-- Dataset rows on where objects appear --

-- -- --

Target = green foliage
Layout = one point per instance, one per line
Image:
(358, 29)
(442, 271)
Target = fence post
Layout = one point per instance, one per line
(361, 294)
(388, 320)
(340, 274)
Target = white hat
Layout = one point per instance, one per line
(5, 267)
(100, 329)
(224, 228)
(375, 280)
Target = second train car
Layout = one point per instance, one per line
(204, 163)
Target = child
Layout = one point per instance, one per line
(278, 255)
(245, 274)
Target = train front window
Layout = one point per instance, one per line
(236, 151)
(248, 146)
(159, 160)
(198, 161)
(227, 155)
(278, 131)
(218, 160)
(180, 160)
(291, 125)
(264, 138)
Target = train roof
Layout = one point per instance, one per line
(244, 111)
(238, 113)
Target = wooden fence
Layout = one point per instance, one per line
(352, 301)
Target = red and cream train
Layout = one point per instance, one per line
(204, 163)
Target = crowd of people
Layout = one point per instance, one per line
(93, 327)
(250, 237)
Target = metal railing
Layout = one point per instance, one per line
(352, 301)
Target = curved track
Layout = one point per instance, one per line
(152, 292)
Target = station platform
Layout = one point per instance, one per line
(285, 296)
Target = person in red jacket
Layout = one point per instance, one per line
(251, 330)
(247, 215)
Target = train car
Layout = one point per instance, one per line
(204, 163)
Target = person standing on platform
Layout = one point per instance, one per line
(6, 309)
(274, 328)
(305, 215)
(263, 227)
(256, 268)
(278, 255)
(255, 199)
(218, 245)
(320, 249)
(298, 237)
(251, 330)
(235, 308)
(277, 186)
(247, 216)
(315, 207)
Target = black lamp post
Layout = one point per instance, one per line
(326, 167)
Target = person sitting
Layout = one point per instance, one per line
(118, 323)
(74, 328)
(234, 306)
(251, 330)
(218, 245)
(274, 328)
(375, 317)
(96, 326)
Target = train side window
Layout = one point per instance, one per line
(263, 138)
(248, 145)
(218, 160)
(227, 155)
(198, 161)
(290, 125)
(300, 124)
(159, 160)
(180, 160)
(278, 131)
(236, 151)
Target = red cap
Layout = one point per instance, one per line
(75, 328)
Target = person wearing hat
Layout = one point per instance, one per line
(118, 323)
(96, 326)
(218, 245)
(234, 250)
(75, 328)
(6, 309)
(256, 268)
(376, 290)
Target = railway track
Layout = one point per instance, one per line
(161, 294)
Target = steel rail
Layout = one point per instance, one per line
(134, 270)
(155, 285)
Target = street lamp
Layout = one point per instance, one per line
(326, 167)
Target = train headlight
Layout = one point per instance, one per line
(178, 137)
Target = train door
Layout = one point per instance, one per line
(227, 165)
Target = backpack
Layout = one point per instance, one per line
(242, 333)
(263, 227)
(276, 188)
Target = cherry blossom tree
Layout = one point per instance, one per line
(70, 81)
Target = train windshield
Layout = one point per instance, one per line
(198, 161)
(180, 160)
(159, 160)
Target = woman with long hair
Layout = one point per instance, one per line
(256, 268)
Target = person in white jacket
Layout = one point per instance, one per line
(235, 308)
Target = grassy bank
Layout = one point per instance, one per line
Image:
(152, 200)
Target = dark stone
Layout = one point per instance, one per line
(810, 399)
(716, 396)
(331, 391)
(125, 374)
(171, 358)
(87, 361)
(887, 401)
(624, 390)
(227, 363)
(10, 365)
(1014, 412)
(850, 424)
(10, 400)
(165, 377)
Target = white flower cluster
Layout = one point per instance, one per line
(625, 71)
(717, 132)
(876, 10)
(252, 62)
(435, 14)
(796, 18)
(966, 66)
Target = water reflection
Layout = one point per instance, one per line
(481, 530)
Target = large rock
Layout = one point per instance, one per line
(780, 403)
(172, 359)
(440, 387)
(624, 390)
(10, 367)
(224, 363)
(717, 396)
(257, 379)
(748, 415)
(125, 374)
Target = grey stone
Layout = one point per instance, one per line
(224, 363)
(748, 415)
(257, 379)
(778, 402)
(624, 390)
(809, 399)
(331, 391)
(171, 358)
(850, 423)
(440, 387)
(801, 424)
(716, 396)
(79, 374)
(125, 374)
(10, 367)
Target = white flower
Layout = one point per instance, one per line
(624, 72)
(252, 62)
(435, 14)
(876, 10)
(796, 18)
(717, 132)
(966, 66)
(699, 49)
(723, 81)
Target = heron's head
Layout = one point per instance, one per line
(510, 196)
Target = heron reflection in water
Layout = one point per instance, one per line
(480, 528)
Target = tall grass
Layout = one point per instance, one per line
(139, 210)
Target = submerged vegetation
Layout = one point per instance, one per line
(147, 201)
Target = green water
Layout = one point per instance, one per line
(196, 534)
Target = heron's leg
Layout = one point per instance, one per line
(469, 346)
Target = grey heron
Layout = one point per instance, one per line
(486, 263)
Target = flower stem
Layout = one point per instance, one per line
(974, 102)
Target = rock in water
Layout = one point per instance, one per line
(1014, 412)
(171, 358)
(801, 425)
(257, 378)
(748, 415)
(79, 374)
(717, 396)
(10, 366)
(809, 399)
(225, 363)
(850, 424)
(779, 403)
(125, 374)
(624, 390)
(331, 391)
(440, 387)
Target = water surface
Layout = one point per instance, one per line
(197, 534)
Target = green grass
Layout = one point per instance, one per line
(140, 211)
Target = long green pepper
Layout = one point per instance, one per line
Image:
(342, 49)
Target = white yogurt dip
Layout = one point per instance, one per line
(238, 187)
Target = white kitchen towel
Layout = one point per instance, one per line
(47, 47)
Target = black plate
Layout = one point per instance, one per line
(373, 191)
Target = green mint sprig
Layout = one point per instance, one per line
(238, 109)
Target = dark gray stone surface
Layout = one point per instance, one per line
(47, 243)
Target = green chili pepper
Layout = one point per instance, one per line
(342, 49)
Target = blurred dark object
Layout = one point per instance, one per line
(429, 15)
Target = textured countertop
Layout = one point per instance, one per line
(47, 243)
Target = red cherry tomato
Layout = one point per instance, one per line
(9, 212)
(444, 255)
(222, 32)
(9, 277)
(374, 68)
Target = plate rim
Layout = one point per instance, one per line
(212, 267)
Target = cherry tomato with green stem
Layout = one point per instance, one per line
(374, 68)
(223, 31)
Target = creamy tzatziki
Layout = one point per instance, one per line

-- -- --

-- SHORT PROBLEM --
Starting from the line containing "Target = submerged vegetation" and ending with the final line of the data, reproduce each line exactly as it appears, including no other lines.

-- SOLUTION TO THIS EXERCISE --
Target = submerged vegetation
Layout = one point per instance, one per line
(147, 201)
Target = green water
Layout = one point per instance, one per line
(196, 534)
Target = heron's leg
Layout = one point per instance, one per line
(469, 346)
Target = grey heron
Layout = one point per instance, one per line
(486, 263)
Target = flower stem
Layout = one point per instance, one per line
(974, 102)
Target = rock in water
Layout = one point per instance, one per line
(1014, 412)
(171, 358)
(801, 425)
(257, 378)
(748, 415)
(79, 374)
(717, 396)
(10, 366)
(809, 399)
(225, 363)
(850, 424)
(779, 403)
(125, 374)
(624, 390)
(331, 391)
(440, 387)
Target = water surface
Layout = one point per instance, one per line
(197, 534)
Target = green grass
Layout = one point per instance, one per line
(140, 211)
Target = long green pepper
Layout = one point per instance, one per line
Image:
(342, 49)
Target = white yogurt dip
Layout = one point per instance, one per line
(238, 187)
Target = white kitchen towel
Layout = one point per instance, one per line
(47, 47)
Target = black plate
Layout = one point per instance, one per line
(373, 191)
Target = green mint sprig
Layout = one point per instance, one per line
(238, 109)
Target = dark gray stone surface
Layout = one point per instance, one per line
(47, 243)
Target = green chili pepper
Layout = one point per instance, one per line
(342, 49)
Target = blurred dark object
Layout = one point per instance, one per line
(429, 15)
Target = textured countertop
Layout = one point per instance, one per line
(47, 243)
Target = red cherry tomato
Layout = one point per instance, one per line
(9, 212)
(444, 255)
(222, 32)
(9, 277)
(374, 68)
Target = plate rim
Layout = one point per instance, one per line
(212, 267)
Target = cherry tomato with green stem
Layout = one point per instance, one per line
(374, 68)
(223, 31)
Target = creamy tzatziki
Layout = one point per instance, one per line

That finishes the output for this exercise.